→ **Aim**
Reproduce the listing from its beginning through the line containing "598 169 L 568", changing "quickstart" to "tutorial" and keeping everything else the same. Leave the pictures out.

→ **Records for this exercise**
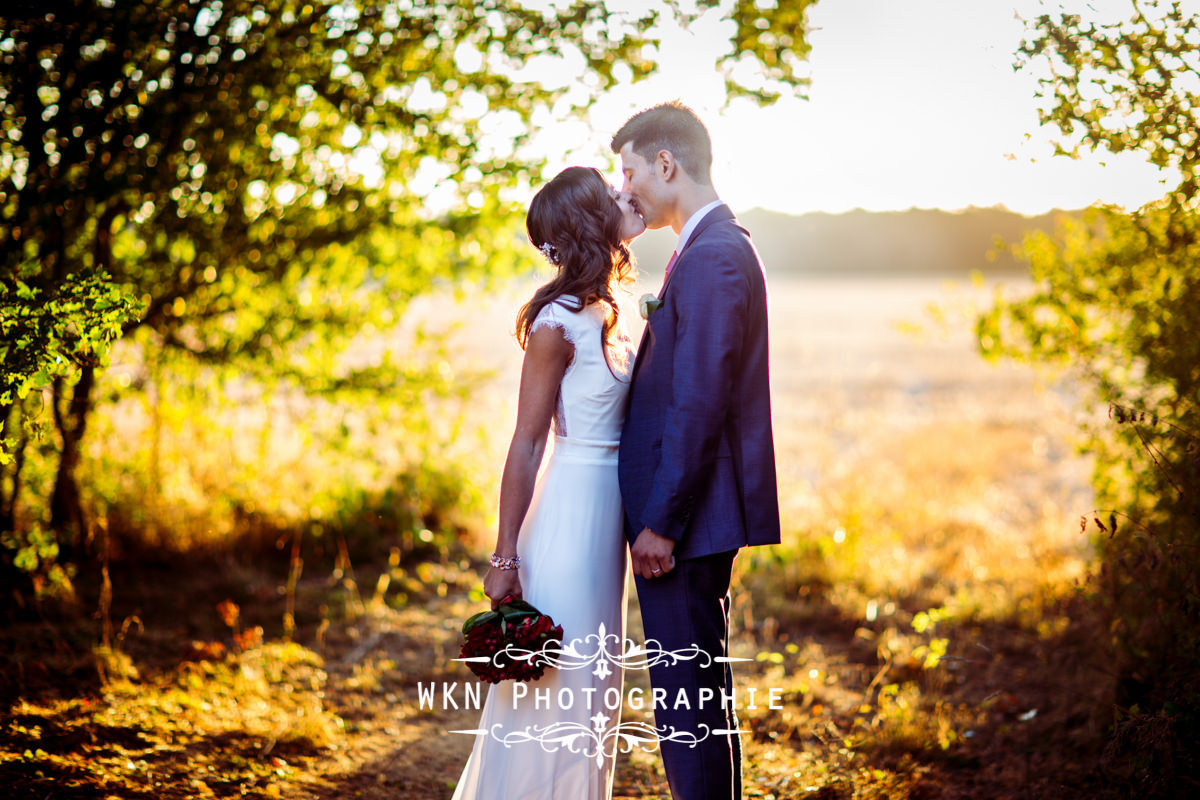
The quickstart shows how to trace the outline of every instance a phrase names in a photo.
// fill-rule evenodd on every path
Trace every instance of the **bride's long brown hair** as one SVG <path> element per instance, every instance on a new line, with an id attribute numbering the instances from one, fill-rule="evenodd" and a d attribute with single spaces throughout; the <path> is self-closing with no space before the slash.
<path id="1" fill-rule="evenodd" d="M 598 169 L 568 167 L 538 190 L 526 215 L 526 231 L 558 272 L 517 313 L 522 348 L 538 313 L 562 295 L 578 297 L 584 306 L 607 303 L 602 336 L 608 341 L 620 315 L 613 290 L 630 283 L 634 271 L 629 248 L 620 241 L 620 209 Z"/>

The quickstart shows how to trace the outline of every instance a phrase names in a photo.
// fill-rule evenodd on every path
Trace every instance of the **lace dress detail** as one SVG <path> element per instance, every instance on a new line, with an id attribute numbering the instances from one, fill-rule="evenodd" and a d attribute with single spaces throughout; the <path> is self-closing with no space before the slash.
<path id="1" fill-rule="evenodd" d="M 574 640 L 580 652 L 590 654 L 601 628 L 618 642 L 625 636 L 617 450 L 629 379 L 628 366 L 618 365 L 632 363 L 632 343 L 613 337 L 606 357 L 604 307 L 581 308 L 574 297 L 542 308 L 530 332 L 542 327 L 562 331 L 575 353 L 558 387 L 554 447 L 517 537 L 518 575 L 526 600 L 563 626 L 564 645 Z M 492 686 L 454 799 L 608 800 L 616 758 L 598 758 L 596 745 L 587 742 L 594 734 L 598 744 L 620 723 L 619 708 L 608 710 L 594 698 L 612 690 L 620 694 L 622 687 L 619 669 L 548 669 L 522 687 L 523 696 L 512 681 Z M 550 708 L 535 703 L 536 692 L 554 698 Z M 560 704 L 564 697 L 571 703 Z M 578 732 L 578 744 L 539 740 L 554 730 Z"/>
<path id="2" fill-rule="evenodd" d="M 578 300 L 562 296 L 546 303 L 529 327 L 530 333 L 554 329 L 575 348 L 558 387 L 556 437 L 604 443 L 620 439 L 634 345 L 619 324 L 611 342 L 605 342 L 604 321 L 604 303 L 580 308 Z"/>

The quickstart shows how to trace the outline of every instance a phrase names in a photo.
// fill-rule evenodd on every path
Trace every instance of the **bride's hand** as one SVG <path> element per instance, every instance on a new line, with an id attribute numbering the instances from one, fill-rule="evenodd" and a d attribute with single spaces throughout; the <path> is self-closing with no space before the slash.
<path id="1" fill-rule="evenodd" d="M 506 597 L 521 600 L 521 577 L 516 570 L 497 570 L 493 566 L 484 577 L 484 594 L 492 601 L 493 610 Z"/>

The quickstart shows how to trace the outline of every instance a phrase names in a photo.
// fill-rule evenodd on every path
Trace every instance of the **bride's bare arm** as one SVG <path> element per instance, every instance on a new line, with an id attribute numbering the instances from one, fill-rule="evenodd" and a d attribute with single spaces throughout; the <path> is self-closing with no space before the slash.
<path id="1" fill-rule="evenodd" d="M 554 415 L 558 385 L 574 353 L 574 345 L 556 327 L 539 327 L 526 343 L 521 390 L 517 395 L 517 427 L 512 433 L 500 479 L 500 527 L 496 539 L 496 554 L 502 558 L 517 554 L 517 535 L 529 510 L 538 467 L 546 450 L 546 434 Z M 492 600 L 492 608 L 505 597 L 520 599 L 521 581 L 517 571 L 491 567 L 484 578 L 484 593 Z"/>

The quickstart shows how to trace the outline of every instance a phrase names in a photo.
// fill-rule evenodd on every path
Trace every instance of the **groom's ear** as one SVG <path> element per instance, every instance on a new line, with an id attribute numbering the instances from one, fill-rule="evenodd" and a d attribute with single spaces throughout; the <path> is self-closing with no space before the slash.
<path id="1" fill-rule="evenodd" d="M 678 168 L 679 164 L 676 163 L 674 154 L 670 150 L 659 150 L 659 155 L 654 157 L 654 170 L 659 174 L 659 178 L 668 181 L 674 178 Z"/>

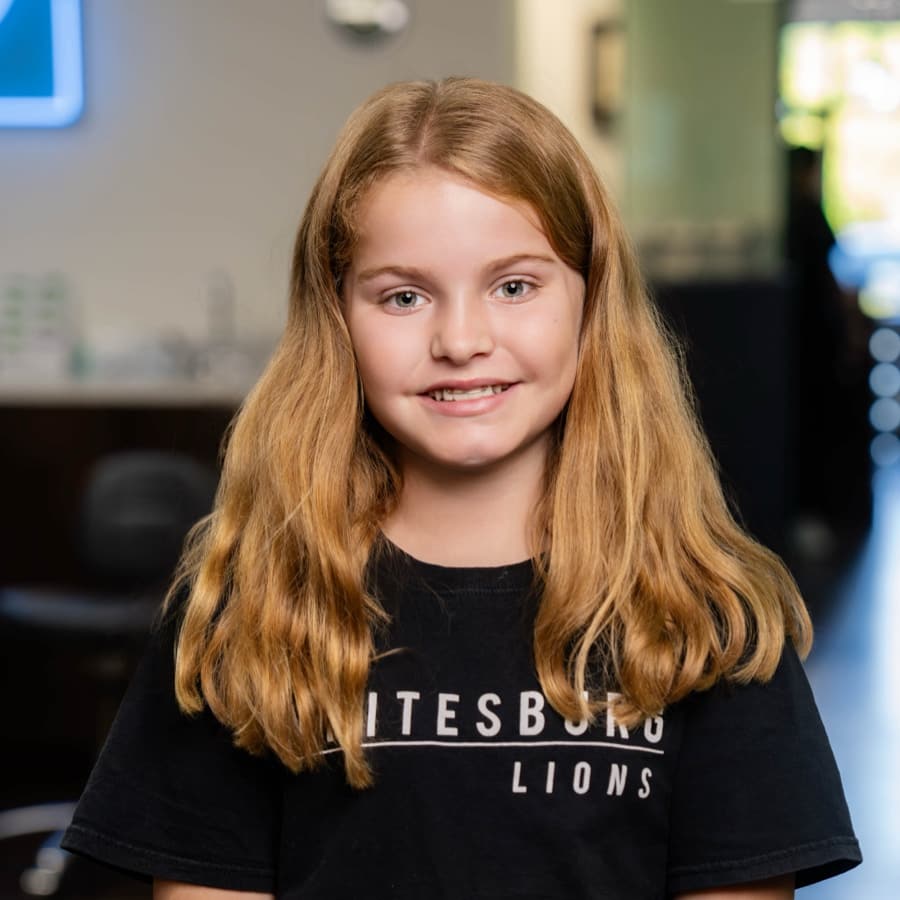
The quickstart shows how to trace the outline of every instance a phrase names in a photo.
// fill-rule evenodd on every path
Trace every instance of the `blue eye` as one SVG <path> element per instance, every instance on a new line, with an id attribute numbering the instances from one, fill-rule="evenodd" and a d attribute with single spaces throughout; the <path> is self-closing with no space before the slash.
<path id="1" fill-rule="evenodd" d="M 396 294 L 391 294 L 386 302 L 395 309 L 415 309 L 421 299 L 415 291 L 397 291 Z"/>
<path id="2" fill-rule="evenodd" d="M 527 281 L 522 281 L 522 279 L 513 279 L 512 281 L 504 281 L 503 284 L 498 288 L 500 292 L 500 296 L 506 300 L 518 300 L 521 297 L 524 297 L 529 290 L 533 287 Z"/>

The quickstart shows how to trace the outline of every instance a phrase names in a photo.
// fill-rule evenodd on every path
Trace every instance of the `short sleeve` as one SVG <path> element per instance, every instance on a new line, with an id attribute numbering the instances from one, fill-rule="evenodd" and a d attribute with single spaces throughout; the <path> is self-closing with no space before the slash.
<path id="1" fill-rule="evenodd" d="M 668 891 L 795 873 L 797 887 L 862 856 L 840 775 L 794 648 L 766 684 L 720 683 L 684 702 Z"/>
<path id="2" fill-rule="evenodd" d="M 175 625 L 151 639 L 63 847 L 145 878 L 274 892 L 280 777 L 174 696 Z"/>

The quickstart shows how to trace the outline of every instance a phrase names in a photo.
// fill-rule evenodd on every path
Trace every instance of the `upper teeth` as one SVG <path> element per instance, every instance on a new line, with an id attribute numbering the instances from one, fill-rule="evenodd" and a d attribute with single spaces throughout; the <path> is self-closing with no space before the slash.
<path id="1" fill-rule="evenodd" d="M 432 400 L 472 400 L 476 397 L 490 397 L 492 394 L 499 394 L 508 387 L 508 384 L 488 384 L 482 388 L 472 388 L 470 391 L 440 388 L 436 391 L 429 391 L 428 396 Z"/>

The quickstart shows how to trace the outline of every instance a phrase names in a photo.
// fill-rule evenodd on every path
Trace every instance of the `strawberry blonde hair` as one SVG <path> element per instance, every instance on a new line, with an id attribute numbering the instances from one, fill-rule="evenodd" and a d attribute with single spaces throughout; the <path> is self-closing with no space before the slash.
<path id="1" fill-rule="evenodd" d="M 468 78 L 391 85 L 351 116 L 297 236 L 284 335 L 230 430 L 216 506 L 189 540 L 176 655 L 183 710 L 289 769 L 326 735 L 355 787 L 375 630 L 367 591 L 401 474 L 367 415 L 341 280 L 373 183 L 436 166 L 527 203 L 586 291 L 572 395 L 554 426 L 532 553 L 534 664 L 576 720 L 610 681 L 628 724 L 716 680 L 771 677 L 811 626 L 790 574 L 734 521 L 683 364 L 648 299 L 606 189 L 559 120 Z"/>

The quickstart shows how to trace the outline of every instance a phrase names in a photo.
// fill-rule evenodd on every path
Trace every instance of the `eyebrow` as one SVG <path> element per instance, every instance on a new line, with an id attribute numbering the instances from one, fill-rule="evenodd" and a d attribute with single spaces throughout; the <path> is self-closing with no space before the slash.
<path id="1" fill-rule="evenodd" d="M 540 253 L 515 253 L 512 256 L 504 256 L 502 259 L 495 259 L 493 262 L 488 263 L 484 267 L 484 271 L 487 274 L 493 274 L 494 272 L 499 272 L 502 269 L 507 269 L 511 266 L 535 262 L 550 263 L 552 265 L 557 262 L 557 260 L 552 256 L 545 256 Z M 410 281 L 422 281 L 428 279 L 428 272 L 423 269 L 417 269 L 415 266 L 378 266 L 374 269 L 363 269 L 363 271 L 356 276 L 356 280 L 360 282 L 373 281 L 382 275 L 394 275 L 395 277 Z"/>

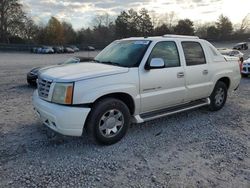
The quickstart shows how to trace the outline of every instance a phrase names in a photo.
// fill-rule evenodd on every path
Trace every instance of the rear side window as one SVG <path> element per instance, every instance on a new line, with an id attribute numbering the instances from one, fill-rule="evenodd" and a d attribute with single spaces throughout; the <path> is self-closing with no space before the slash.
<path id="1" fill-rule="evenodd" d="M 179 67 L 180 66 L 180 58 L 177 50 L 177 46 L 173 41 L 163 41 L 158 42 L 148 59 L 148 62 L 151 61 L 152 58 L 161 58 L 165 63 L 165 67 Z"/>
<path id="2" fill-rule="evenodd" d="M 182 42 L 187 66 L 206 64 L 204 51 L 198 42 Z"/>

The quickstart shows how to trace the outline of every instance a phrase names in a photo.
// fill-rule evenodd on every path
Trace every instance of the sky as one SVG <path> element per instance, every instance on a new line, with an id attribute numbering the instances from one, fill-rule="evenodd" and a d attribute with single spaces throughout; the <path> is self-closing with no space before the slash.
<path id="1" fill-rule="evenodd" d="M 26 12 L 39 23 L 55 16 L 71 22 L 75 29 L 92 26 L 95 15 L 108 13 L 115 17 L 123 10 L 146 8 L 163 16 L 174 11 L 178 19 L 195 23 L 214 22 L 223 14 L 238 24 L 250 15 L 250 0 L 21 0 Z"/>

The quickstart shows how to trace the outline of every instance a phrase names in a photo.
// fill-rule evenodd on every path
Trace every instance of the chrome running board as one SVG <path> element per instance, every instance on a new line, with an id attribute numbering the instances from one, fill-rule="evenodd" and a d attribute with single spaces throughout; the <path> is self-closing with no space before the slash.
<path id="1" fill-rule="evenodd" d="M 162 109 L 162 110 L 156 110 L 156 111 L 136 115 L 136 116 L 134 116 L 134 122 L 135 123 L 143 123 L 146 121 L 150 121 L 150 120 L 154 120 L 157 118 L 169 116 L 172 114 L 184 112 L 187 110 L 192 110 L 192 109 L 199 108 L 202 106 L 207 106 L 209 104 L 210 104 L 209 98 L 200 99 L 200 100 L 192 101 L 190 103 L 186 103 L 186 104 L 182 104 L 182 105 L 178 105 L 178 106 L 174 106 L 174 107 L 170 107 L 170 108 L 166 108 L 166 109 Z"/>

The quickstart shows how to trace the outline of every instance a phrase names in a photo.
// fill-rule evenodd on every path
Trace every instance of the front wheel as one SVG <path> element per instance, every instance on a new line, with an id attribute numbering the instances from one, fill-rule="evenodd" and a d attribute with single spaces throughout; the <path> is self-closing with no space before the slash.
<path id="1" fill-rule="evenodd" d="M 92 141 L 110 145 L 121 140 L 130 125 L 128 107 L 120 100 L 98 101 L 87 119 L 87 133 Z"/>
<path id="2" fill-rule="evenodd" d="M 220 110 L 227 100 L 227 86 L 224 82 L 217 82 L 212 94 L 209 97 L 211 111 Z"/>

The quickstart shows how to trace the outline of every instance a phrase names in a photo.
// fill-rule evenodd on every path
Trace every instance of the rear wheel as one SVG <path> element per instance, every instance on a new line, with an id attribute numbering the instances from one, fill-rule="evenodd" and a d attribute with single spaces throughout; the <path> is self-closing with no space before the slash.
<path id="1" fill-rule="evenodd" d="M 120 100 L 106 98 L 97 102 L 87 120 L 92 141 L 109 145 L 121 140 L 130 124 L 128 107 Z"/>
<path id="2" fill-rule="evenodd" d="M 227 86 L 224 82 L 218 81 L 210 95 L 209 109 L 211 111 L 220 110 L 227 100 Z"/>

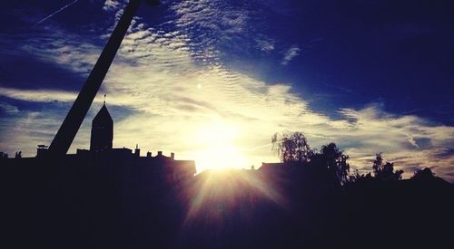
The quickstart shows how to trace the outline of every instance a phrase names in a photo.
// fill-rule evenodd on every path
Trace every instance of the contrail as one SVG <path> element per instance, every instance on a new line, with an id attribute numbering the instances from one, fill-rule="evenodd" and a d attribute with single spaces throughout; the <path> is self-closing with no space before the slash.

→ **Reply**
The tutorial shows how to trace the outline of every instance a phrase names in a photo.
// fill-rule evenodd on every path
Trace every instance of the **bride's long brown hair** as one SVG <path> element per instance, every instance on a new line, with an id attribute numbering the instances from one, fill-rule="evenodd" and a d attribute with single spaces throughout; the <path> is self-closing with no space before the slash.
<path id="1" fill-rule="evenodd" d="M 598 169 L 568 167 L 538 190 L 526 215 L 526 231 L 558 272 L 517 313 L 522 348 L 538 313 L 562 295 L 578 297 L 584 306 L 607 303 L 602 336 L 608 341 L 620 315 L 613 290 L 630 283 L 634 271 L 629 248 L 620 241 L 620 209 Z"/>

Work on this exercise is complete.